• **Data listing**:

----

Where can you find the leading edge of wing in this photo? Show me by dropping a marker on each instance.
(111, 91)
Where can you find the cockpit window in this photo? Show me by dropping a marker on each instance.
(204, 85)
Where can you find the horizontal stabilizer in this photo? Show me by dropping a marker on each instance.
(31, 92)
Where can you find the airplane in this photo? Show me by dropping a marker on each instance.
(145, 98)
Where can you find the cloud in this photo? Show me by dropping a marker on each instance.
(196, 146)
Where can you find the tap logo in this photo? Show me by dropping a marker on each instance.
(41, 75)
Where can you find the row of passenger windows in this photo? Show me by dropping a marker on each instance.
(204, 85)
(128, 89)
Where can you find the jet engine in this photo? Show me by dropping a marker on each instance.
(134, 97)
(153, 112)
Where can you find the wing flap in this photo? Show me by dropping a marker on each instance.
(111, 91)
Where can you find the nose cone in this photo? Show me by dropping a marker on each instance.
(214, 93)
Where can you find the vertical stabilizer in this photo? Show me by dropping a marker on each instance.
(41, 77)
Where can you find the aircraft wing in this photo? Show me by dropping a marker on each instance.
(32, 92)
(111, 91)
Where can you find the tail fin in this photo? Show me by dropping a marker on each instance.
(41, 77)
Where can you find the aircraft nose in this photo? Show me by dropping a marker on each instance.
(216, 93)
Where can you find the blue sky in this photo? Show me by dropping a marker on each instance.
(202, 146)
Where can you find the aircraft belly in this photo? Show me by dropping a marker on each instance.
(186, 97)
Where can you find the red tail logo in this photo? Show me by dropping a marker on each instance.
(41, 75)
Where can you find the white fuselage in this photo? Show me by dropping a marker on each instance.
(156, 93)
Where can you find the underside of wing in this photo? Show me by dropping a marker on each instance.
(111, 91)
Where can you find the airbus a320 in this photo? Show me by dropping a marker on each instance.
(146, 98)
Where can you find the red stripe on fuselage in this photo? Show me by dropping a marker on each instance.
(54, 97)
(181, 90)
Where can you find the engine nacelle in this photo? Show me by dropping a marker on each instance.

----

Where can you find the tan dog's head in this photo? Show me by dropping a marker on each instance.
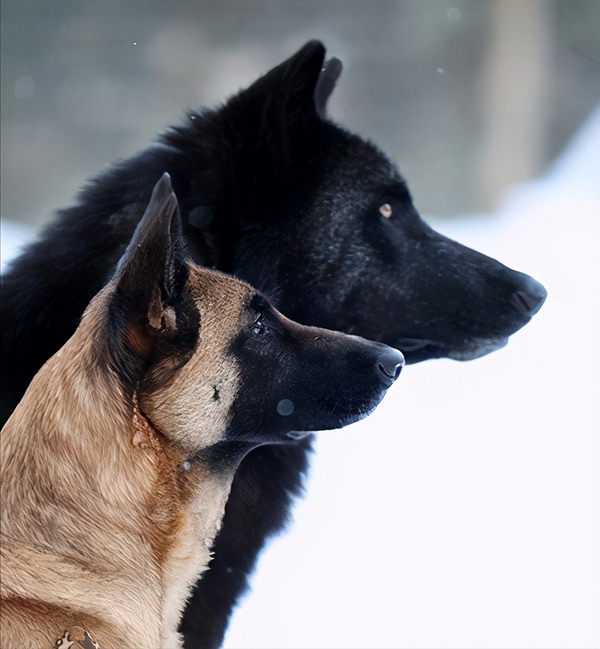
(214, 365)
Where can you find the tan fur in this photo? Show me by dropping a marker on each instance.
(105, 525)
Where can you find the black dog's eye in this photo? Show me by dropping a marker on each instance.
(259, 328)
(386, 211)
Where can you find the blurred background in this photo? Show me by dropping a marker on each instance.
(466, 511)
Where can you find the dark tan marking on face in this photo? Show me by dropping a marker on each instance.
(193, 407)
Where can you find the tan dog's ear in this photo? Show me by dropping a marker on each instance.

----

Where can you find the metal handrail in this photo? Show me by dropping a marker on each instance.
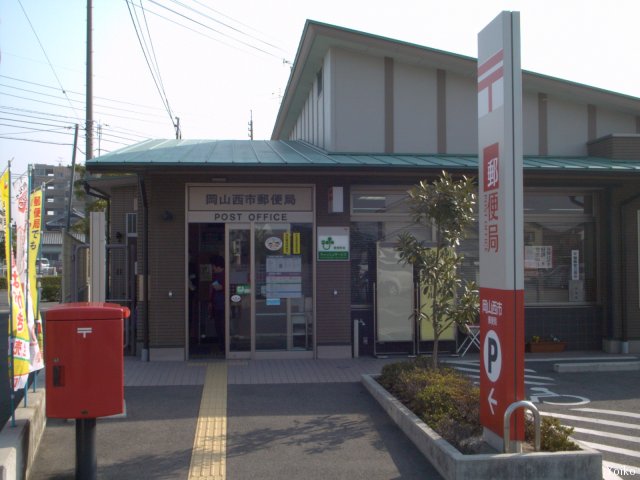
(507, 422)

----

• **Do this**:
Output the lines of the data from the line containing "Where can you find the dark" through the line containing "Where can you find the tan dog's ear", both inclusive, as a JSON list of strings, one string per line, omitting any blank lines.

• **Response to this exercise**:
[
  "Where can you find the dark tan marking on face in this photo? Show me by dropping a marker on each instance.",
  "(193, 407)",
  "Where can you find the tan dog's ear in this photo? Show me by dropping a marker on each instance."
]